What you will do ::
1. Set down, word for word, the part of the passage on psychosis starting at "Mental health was" and ending at "stress disorder (6%).".
2. In the passage on psychosis, how many of the 12 people were thought to have organic psychosis?
3. Write what comes next in the passage on psychosis, picking up after its final sentence.

The figure of 6.5% who had experienced at least one psychotic episode is higher than in the general UK population: 0.5% of 16 to 24-year-olds and 1.0% of 25 to 34-year-olds have a history of psychosis.
All 12 were hospitalised and nine (75%) developed a severe and enduring mental illness which required long term care. Of the 12, four were thought to have organic psychosis – a disturbance that may be caused by injury or disease affecting the brain or other organs.
There were noticeable differences between those who had experienced psychosis and those who had not. Viral load data was available for eleven of the 12 who had experienced psychosis. Of the eleven, 64% were virally suppressed. This is compared to 82% of the cohort who had not experienced psychosis. Moreover, 50% of the group who had experienced psychosis had previously been diagnosed with an AIDS-defining illness (CDC-C diagnosis), compared to 24% of the wider cohort.
Four of the 12 (33%) who had experienced an episode of psychosis had a learning disability that impacted their independent living. This was the case for only 6% of those who had not experienced psychosis.
There were also higher rates of excess alcohol use and recreational drug use in those who had experienced psychosis (25%, compared to 3%).
Mental health was still a concern for many of those who had not experienced psychotic episodes. Of them, 21% had been diagnosed with other mental health conditions, including anxiety disorders (5%) and complex-post traumatic stress disorder (6%).
There are both environmental and biological factors that increase the risk of psychosis. These factors occur more frequently in this cohort generally and especially within the group who had experienced psychosis.
Men are more likely to experience psychosis than women.
UK data show that Black people are more likely to experience psychosis than White people, as are migrants and children of migrants. Evidence shows that experiencing racism and discrimination has a biological and psychological impact. In addition, people living in more deprived areas are more likely to experience psychosis. Migrants and ethnic minorities are more likely to live in these areas. These findings may be of particular relevance in countries where the majority of young people with perinatally acquired HIV are from ethnic minorities or migrant populations.
“These findings may be of particular relevance in countries where the majority of young people with perinatally acquired HIV are from ethnic minorities or migrant populations.”

Information provided ::
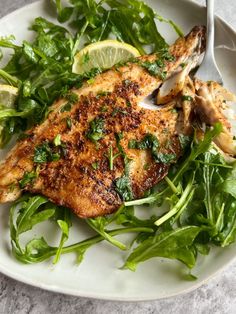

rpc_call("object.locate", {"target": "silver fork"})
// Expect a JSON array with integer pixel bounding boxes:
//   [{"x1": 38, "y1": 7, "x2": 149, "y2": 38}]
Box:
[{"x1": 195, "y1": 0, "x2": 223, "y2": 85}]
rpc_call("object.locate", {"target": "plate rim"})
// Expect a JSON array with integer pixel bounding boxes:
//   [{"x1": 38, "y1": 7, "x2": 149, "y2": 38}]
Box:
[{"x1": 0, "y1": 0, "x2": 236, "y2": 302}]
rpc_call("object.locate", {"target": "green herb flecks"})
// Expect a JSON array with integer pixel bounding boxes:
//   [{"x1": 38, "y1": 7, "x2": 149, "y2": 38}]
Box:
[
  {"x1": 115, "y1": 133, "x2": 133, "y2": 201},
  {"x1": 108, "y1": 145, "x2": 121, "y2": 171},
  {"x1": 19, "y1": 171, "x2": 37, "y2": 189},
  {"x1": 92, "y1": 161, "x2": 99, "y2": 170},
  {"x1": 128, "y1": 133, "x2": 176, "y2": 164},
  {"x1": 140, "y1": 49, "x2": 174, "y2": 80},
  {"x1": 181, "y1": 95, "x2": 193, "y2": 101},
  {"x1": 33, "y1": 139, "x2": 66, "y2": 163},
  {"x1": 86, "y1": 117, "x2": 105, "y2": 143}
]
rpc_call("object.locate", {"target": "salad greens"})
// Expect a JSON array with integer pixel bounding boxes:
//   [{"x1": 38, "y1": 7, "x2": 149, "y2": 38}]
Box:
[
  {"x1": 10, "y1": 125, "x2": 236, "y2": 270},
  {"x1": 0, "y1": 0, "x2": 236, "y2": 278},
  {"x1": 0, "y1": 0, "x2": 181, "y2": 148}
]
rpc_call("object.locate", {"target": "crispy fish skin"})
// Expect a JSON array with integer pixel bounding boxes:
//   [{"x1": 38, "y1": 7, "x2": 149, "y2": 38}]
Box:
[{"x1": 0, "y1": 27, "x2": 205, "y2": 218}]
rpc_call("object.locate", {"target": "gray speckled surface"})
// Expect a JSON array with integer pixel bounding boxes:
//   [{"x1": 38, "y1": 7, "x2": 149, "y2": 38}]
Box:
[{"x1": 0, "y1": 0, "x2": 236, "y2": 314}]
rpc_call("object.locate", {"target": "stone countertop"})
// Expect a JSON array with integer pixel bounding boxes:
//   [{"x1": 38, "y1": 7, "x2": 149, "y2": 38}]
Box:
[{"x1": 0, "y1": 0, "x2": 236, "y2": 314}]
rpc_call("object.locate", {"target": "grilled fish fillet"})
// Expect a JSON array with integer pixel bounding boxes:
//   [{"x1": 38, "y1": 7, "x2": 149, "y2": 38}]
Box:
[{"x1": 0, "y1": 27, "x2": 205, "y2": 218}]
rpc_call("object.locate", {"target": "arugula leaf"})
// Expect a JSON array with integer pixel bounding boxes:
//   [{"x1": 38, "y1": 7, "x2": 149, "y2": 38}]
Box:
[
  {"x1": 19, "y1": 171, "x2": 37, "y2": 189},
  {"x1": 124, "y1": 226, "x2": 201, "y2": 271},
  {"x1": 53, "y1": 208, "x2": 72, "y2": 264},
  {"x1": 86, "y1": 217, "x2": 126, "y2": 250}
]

Answers to this exercise ::
1.
Mental health was still a concern for many of those who had not experienced psychotic episodes. Of them, 21% had been diagnosed with other mental health conditions, including anxiety disorders (5%) and complex-post traumatic stress disorder (6%).

2. Four.

3.
Adverse childhood events, which are traumatic events in childhood, increase a person’s risk of psychosis. In the UK, many young people with perinatally acquired HIV were born before anti-HIV drugs were available and have lost close family members to AIDS-related illnesses.
People with learning disabilities are more likely to experience psychosis than the general population. People with perinatally acquired HIV are known to have poorer functional and biological neurodevelopmental outcomes. There may be different contributing factors for this. HIV is a neurotropic virus, which means it can affect a person’s nervous system and lead to serious complications including HIV encephalopathy, an AIDS-defining condition that is associated with development delay. Opportunistic infections can also affect the central nervous system.
These considerations highlight the importance of a holistic approach and appreciation of the unique experiences of young people born with HIV. This will enable healthcare providers to determine who of their young patients may need specific support for early intervention and referral for specialised mental health services.
The authors conclude that the findings provide an impetus to further investigate this area and integrate HIV and mental health services for young people with HIV. “National data are required to draw firm conclusions,” they say.
The authors conclude: “The risk of developing psychotic episodes must be considered when arranging holistic care, and particularly, access to mental health care, for this vulnerable population with a view to identifying those most at risk and providing early intervention where possible as well as supporting those who do develop psychosis to optimise their physical and mental health outcomes.”